◆ **PAGE TEXT**
In-Home Care and How You Can Help a Loved One

The conversation surrounding the need for in-home care for a family member or friend can often be a tough one to have. Most people don’t want to conclude that care is needed and many times, we are afraid to share our concerns for a loved one. There are ways that we can help and lead family and friends in the right direction – without being intrusive.

  1. Know the signs 

When does someone need care? What if  my mom isn’t sick or ill? How can I tell that she may need someone around the home? These are questions that we hear all the time. Most people don’t think to look for care until the situation takes a bad turn. Chances are, the signs were already there. Look for changes in behavior such as eating habits and sleep patterns. There are many factors than can cause these types of changes that may need to be addressed. Pay close attention to mobility. Has he or she asked you to move things from the second floor of the home to the first floor? Have you noticed an increase in trips and falls? These could be signs of decreased mobility. So, be open to anything that seems out of the ordinary and make note of these behaviors.

◆ **PROVIDED MATERIAL**
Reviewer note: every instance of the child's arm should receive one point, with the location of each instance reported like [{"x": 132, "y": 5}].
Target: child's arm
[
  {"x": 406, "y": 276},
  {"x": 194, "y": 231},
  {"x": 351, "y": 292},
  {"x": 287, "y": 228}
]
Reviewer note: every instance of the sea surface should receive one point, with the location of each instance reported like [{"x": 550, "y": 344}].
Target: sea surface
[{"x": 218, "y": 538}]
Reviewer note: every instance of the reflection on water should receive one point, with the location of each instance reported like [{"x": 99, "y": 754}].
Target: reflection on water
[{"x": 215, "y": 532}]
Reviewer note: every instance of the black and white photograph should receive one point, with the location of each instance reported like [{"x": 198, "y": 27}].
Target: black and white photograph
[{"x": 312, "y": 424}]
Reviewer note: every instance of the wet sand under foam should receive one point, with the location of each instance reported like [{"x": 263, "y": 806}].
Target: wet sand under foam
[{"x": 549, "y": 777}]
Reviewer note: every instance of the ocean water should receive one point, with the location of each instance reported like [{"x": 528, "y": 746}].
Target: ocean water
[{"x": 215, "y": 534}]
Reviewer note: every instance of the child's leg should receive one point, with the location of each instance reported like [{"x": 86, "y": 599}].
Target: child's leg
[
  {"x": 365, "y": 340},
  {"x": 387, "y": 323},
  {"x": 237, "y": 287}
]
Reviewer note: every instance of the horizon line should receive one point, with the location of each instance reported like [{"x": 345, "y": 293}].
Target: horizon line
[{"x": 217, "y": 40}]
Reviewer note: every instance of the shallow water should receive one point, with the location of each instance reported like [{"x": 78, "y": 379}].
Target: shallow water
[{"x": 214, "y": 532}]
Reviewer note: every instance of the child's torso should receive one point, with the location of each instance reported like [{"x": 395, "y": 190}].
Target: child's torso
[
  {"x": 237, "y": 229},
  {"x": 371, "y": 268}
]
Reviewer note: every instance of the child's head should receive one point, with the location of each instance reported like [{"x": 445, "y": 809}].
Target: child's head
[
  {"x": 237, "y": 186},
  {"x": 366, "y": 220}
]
---
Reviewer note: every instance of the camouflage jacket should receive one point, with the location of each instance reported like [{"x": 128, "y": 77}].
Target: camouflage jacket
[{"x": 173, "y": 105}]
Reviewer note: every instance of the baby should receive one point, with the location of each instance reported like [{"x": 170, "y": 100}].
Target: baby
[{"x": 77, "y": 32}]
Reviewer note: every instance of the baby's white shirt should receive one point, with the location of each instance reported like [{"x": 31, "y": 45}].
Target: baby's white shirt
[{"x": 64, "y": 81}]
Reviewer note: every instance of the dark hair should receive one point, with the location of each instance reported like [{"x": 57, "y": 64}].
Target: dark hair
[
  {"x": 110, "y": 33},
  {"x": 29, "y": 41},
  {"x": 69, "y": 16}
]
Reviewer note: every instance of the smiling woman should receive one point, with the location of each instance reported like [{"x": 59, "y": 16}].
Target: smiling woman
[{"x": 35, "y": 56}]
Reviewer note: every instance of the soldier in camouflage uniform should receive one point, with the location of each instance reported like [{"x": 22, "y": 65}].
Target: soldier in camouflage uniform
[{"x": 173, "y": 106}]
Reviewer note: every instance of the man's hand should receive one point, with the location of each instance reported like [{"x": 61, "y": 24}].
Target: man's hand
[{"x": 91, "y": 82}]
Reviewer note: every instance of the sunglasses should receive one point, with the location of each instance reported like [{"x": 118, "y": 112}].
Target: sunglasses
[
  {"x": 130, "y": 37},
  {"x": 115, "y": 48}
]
---
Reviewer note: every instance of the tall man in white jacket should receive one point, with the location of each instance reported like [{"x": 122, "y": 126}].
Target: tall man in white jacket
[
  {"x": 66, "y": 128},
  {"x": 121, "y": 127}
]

◆ **JOB 1**
In the in-home care article, translate this sentence into Spanish: "Most people don’t think to look for care until the situation takes a bad turn."
◆ **JOB 2**
Pick up the in-home care article after its final sentence and carry it forward.

◆ **ANSWER 1**
La mayoría de las personas no piensan en buscar cuidados hasta que la situación da un mal giro.

◆ **ANSWER 2**
2. Know where to start

Once you’ve realized that a loved one is in need of home care, who do you call? There are many options for care out there– and, at times, it can seem a bit overwhelming for many families. Looking online is one way that you can begin your search but you can also try contacting local churches, community centers or even talking with a doctor for recommendations. Word-of-mouth goes a long way and allows you to get in touch with people you know and trust. You’ll want to find care that is reliable, dependable and meets your family’s needs. It’s not uncommon to call a few different agencies before making a final decision. You’ll want to talk about things such as budget, availability,  and the type of care needed.

3. Find the right resources

As with the many options for care you’ll find, there are just as many resources to help get things under control. Whether it be financially, mentally or spiritually, there are people out there who can and will help! For example, learning and understanding how someone may qualify for Veterans Assistance for in-home service can be a huge help with finances. Paying for care is an added stress on families during a time when the focus should be on the person. Organizations like United Way of Will County offer many programs for all types of needs. Last, you may also want to ask any aging relatives if they’ve considered Long-Term Care insurance which can help pay for care down the road. Don’t be afraid to ask questions!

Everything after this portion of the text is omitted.